━━━ DATA LINES ━━━

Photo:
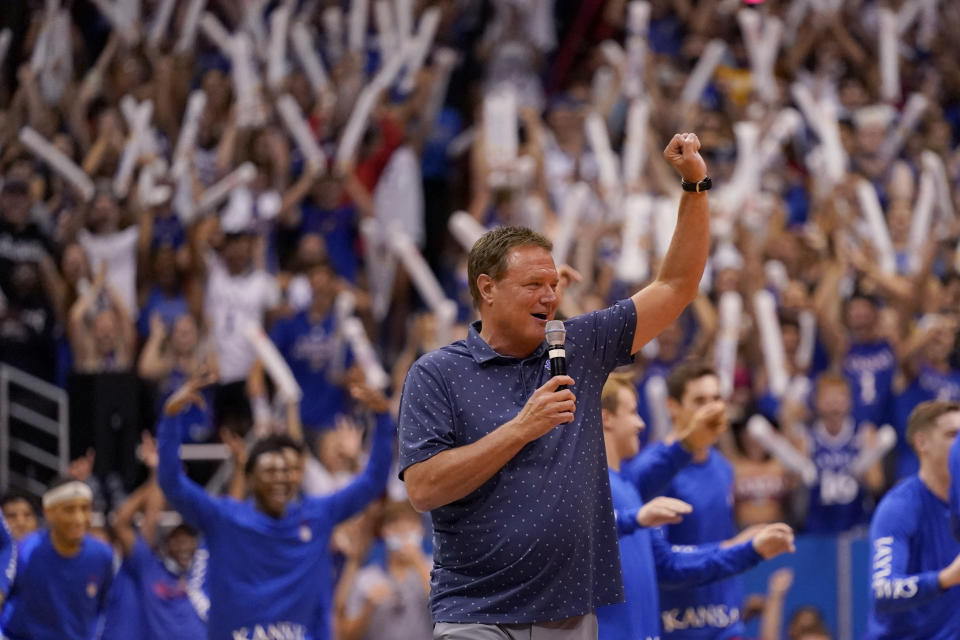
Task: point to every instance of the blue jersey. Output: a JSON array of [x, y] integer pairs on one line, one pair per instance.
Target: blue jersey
[[711, 611], [869, 367], [57, 598], [267, 575], [837, 499], [337, 226], [8, 559], [929, 384], [123, 617], [646, 559], [911, 542], [316, 357], [654, 368], [168, 610], [954, 462]]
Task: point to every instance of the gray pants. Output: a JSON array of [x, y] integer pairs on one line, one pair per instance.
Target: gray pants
[[579, 628]]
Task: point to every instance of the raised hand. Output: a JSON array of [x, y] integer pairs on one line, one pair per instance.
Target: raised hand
[[189, 393], [546, 409], [683, 153], [773, 540], [662, 510], [236, 445], [148, 450], [708, 423], [369, 397]]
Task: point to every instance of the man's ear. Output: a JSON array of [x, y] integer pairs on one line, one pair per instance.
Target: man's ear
[[485, 285], [605, 416]]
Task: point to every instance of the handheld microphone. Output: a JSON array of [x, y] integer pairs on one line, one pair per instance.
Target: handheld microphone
[[556, 336]]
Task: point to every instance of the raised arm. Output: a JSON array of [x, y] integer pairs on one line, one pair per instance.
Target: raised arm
[[894, 588], [679, 569], [196, 505], [659, 303], [372, 481], [654, 468]]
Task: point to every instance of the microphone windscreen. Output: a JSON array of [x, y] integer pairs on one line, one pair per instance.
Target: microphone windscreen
[[556, 334]]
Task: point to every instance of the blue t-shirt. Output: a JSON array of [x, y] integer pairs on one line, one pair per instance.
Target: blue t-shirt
[[929, 384], [837, 499], [267, 576], [911, 542], [647, 560], [315, 356], [168, 611], [57, 598], [537, 541], [869, 368], [337, 226], [197, 423], [711, 611], [123, 617], [954, 462]]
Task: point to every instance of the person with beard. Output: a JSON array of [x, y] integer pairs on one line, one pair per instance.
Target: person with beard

━━━

*INSTRUCTION:*
Put every line of the records above into a Markdown table with the columns "Row" and "Text", numbering the rows in order and omitting blank lines. Leave the pictures out of the table.

*TASK OUTPUT:*
| Row | Text |
|---|---|
| 1 | Photo: |
| 2 | Task: point to every instance of the blue jersey. Output: a JSON array of [x, y] integer pairs on one line, one pair per instance. |
| 3 | Target: blue jersey |
| 4 | [[711, 611], [869, 367], [57, 598], [267, 575], [837, 499], [337, 226], [8, 559], [929, 384], [123, 617], [646, 559], [911, 542], [316, 357], [654, 368], [168, 610], [954, 462]] |
| 5 | Task: point to every instance of the gray pants. Output: a JSON array of [x, y] integer pairs on one line, one pair per instance. |
| 6 | Target: gray pants |
| 7 | [[579, 628]] |
| 8 | Task: point to every instance of the raised hand. Output: a JSON array of [x, y] integer pairs on one line, one pair per instance. |
| 9 | Target: raised hand |
| 10 | [[189, 393], [546, 409], [683, 153], [773, 540], [662, 510], [236, 445], [148, 450], [708, 423], [369, 397]] |
| 11 | Task: point to every instance of the man's ear. Output: a JSON array of [x, y] integer pairs on one line, one pair per instance. |
| 12 | Target: man's ear |
| 13 | [[485, 285], [605, 416]] |
| 14 | Task: point to every instance of the handheld microphone. Output: a JSON array of [x, y] integer pairs on one line, one pair per instance. |
| 15 | Target: handheld microphone |
| 16 | [[556, 336]] |
| 17 | Task: point to every instance of the raised arm. Output: a JSON array of [x, y] integer pairs on one line, one pair per instance. |
| 18 | Target: raised arm |
| 19 | [[894, 588], [679, 569], [196, 505], [659, 303], [372, 481], [654, 468]] |
| 20 | Task: point to every instance of the microphone windscreen. Output: a JSON array of [x, y] integer pairs on one line, one pair per instance. |
| 21 | Target: microphone windscreen |
| 22 | [[556, 334]] |
| 23 | Task: point to every instance of the blue t-shirt. Output: a JSON array of [x, y] integer pairs on one line, one pair per instance. |
| 24 | Target: blue t-shirt |
| 25 | [[929, 384], [837, 499], [267, 576], [911, 542], [647, 560], [315, 356], [168, 611], [57, 598], [537, 541], [869, 368], [337, 226], [197, 423], [711, 611], [123, 617], [954, 462]] |
| 26 | Task: point to every instance of the person with beard. Output: a JSON array of [x, y] integer pairs on one line, one pair per instance. |
| 27 | Target: person with beard |